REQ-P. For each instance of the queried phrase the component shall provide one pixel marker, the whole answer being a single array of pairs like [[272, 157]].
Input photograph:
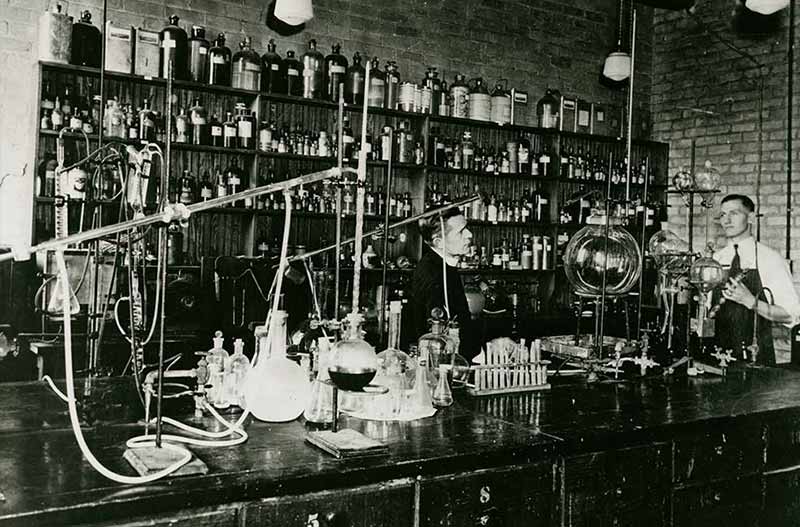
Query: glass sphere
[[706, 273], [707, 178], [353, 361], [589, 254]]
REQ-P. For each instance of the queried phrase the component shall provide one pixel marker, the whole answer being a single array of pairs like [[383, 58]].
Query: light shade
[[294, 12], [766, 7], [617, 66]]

# # # #

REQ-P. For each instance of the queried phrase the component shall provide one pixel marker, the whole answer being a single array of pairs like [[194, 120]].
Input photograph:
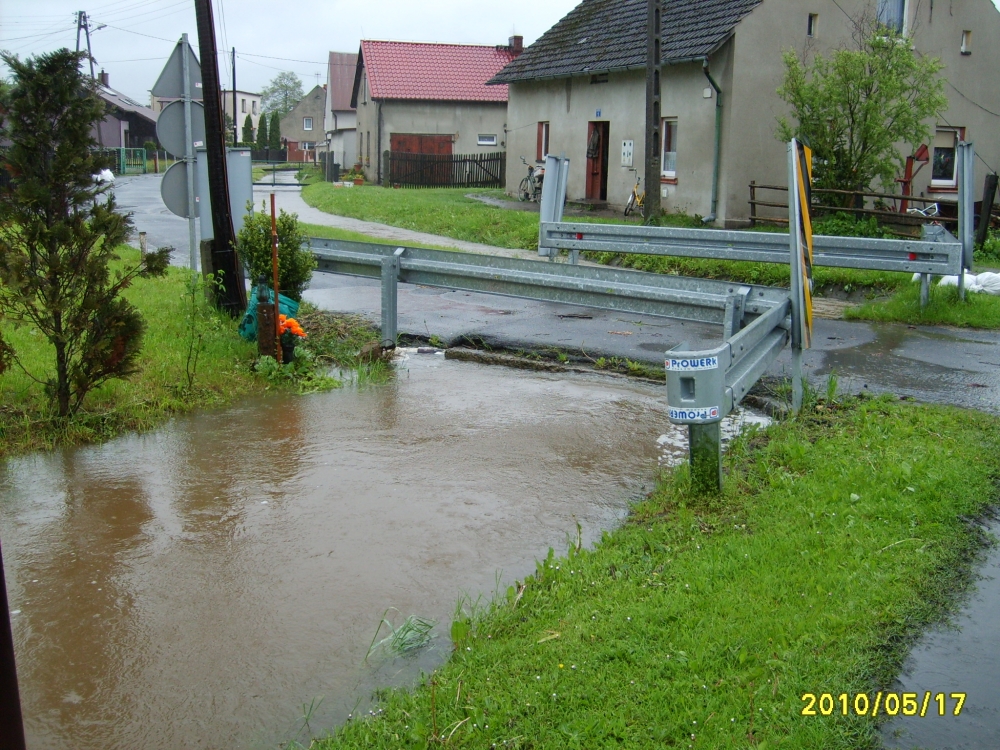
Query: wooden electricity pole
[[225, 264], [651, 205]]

# # # #

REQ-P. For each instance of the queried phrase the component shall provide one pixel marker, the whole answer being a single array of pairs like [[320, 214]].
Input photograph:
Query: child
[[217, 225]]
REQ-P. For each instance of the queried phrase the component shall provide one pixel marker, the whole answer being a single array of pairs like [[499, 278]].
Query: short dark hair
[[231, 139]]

# # # #

(TRY IT) Establish how many lines of the data above contain "each". State that number and no more.

(TASK ANSWER) 5